- _Tasks to perform_:
A: In the passage below about the Shonen Club card, write out the section from "They were able" up to and including "I provided above).", substituting "scenes" for "landscapes".
B: Name every category in which, according to the passage below about the Shonen Club card, PSA's description of the set contains an error.

- _Selected extract_:

_ _ _ _ _

They were able to definitively trace it to the August, 1929 issue of Shonen Club, which has Napoleon on the cover.  It came as part of a 40 card set, which  depicted a variety of landscapes, animals and other subjects.

So basically if you want accurate information about this card, Old Cardboard`s listing lists the correct name (Shonen Club), the correct year (1929), the correct background information about the card and a correct translation of the text on the front (which is similar to the translation I provided above).

If you want inaccurate information about this card then PSA is your source.  Their description of this set contains the following errors:

Year: PSA says 1928, actual year is 1929;
Name: PSA says Shonen Kulubu, actual is either Shonen Club or Shonen Kurabu;
Set: PSA says it was a "multi-sport premium", actual set was not sport specific and contained a variety of other subjects.

_ _ _ _ _

- _Dataset extract_:
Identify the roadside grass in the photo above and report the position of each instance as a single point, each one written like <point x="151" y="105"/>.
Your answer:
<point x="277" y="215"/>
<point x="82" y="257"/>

_ _ _ _ _

- _Solved tasks_:
A:
They were able to definitively trace it to the August, 1929 issue of Shonen Club, which has Napoleon on the cover.  It came as part of a 40 card set, which  depicted a variety of scenes, animals and other subjects.

So basically if you want accurate information about this card, Old Cardboard`s listing lists the correct name (Shonen Club), the correct year (1929), the correct background information about the card and a correct translation of the text on the front (which is similar to the translation I provided above).

B: Year, Name, Set